In the passage about seasonal work, what two activities are compared to the shifting that seasonal workers can control?

━━ Provided passage

My rootless existence was finally catching up with me. I’d banked on a job in a country I didn’t live in and because of my foolishness I would now be broke and unemployed. Moreover, I’d walked away from a perfectly good job that had paid me decently and allowed me to exist in the seasonal lifestyle without much worry. What would I do now? Broke and unemployed weren’t my thing. I’ll admit that broke-ish might happen occasionally, but only in a semi-calculated moment when employment was always right over the next horizon. But now I’d have to wait. Not only hadn’t I landed an overseas dream job, I’d missed out on all the other desirable jobs this season and would surely have to work some crap cashier job until winter came along. This summer was shaping up to be worse than the work scene I was walking away from, and yet I had worked so hard to cultivate skills and a good work ethic—what had I done?
The ground was shifting underneath me, but in the seasonal lifestyle this is a perpetual truth. We seem to always be arriving or leaving. We create a seasonal cadence that meanders somewhat predictably from one place to the other, and occasionally leverage our skills to move up within a company or to move on to somewhere new. It’s just like what everyone else does, only we never seem to fully settle. We cultivate skills and climb employment ladders, yet we can opt out of our current situation pretty easily. We’re constantly re-sculpting our professional lives. It’s a shifting we can control, like the flow of snowboarding through powder in the winter or kayaking through a rapid in the summer. The more masterfully you handle the flow of the elements around you, the more the odds diminish that something could fall apart in the next cycle.

━━━━
━━ Excerpted records

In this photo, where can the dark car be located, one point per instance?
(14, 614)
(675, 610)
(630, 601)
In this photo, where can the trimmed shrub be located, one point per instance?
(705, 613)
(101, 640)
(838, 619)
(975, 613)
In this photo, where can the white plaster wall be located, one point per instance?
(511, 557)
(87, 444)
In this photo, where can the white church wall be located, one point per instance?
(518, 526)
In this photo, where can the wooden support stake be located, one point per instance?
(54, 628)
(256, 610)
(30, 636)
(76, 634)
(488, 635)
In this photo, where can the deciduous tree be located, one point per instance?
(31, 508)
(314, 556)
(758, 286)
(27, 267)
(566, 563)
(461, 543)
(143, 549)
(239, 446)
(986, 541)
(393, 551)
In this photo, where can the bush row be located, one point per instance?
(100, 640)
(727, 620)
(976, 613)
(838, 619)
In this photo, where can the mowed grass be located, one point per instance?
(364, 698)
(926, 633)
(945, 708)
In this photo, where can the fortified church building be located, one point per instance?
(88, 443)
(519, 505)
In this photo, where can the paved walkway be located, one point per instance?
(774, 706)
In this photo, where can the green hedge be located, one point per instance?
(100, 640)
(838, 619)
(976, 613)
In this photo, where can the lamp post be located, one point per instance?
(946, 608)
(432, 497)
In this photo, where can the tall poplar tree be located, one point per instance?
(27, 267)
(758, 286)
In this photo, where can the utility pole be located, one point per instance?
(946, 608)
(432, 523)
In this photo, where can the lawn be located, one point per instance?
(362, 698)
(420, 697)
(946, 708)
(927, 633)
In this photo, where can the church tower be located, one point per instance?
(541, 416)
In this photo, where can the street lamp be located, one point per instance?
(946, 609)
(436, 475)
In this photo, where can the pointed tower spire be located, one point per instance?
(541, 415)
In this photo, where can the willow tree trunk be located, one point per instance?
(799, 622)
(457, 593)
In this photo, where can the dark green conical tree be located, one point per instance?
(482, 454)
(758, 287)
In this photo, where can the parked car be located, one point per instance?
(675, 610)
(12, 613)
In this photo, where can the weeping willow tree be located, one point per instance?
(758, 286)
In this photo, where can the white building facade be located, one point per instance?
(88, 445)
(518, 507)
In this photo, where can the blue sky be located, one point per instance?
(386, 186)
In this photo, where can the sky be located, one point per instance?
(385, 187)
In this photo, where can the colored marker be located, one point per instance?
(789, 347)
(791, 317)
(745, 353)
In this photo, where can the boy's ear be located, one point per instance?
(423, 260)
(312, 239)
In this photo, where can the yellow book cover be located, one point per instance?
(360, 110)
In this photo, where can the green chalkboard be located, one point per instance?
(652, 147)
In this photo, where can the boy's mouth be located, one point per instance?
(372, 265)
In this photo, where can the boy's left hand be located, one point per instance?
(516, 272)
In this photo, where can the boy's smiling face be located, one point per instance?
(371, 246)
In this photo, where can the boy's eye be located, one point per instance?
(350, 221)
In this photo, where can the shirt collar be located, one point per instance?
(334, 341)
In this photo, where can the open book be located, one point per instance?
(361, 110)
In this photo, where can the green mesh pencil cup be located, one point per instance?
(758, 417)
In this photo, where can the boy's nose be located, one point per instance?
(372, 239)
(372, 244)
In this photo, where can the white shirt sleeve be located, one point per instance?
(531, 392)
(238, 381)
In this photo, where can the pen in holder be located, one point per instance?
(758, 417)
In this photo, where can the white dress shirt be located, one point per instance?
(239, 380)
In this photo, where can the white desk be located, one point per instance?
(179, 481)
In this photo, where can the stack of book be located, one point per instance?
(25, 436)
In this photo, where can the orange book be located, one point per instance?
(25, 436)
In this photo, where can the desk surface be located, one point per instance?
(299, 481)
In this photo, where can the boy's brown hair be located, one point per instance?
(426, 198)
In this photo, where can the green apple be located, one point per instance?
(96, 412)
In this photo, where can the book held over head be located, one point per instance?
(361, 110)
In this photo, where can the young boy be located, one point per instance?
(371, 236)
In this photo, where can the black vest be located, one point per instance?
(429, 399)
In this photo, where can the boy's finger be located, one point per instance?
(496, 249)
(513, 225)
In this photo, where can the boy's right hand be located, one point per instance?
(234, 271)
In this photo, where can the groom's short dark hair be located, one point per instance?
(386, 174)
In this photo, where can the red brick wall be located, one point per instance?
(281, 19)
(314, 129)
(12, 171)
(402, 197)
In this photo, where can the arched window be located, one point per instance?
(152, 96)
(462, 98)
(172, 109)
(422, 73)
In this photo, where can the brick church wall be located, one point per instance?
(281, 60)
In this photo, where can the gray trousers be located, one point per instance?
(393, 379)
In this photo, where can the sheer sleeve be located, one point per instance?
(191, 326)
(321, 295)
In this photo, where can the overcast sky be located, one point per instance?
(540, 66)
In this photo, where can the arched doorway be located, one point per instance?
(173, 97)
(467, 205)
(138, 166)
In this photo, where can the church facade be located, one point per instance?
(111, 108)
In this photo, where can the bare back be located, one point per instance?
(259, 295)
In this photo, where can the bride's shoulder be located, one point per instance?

━━━━

* **Solution for this problem**: Snowboarding through powder in the winter and kayaking through a rapid in the summer.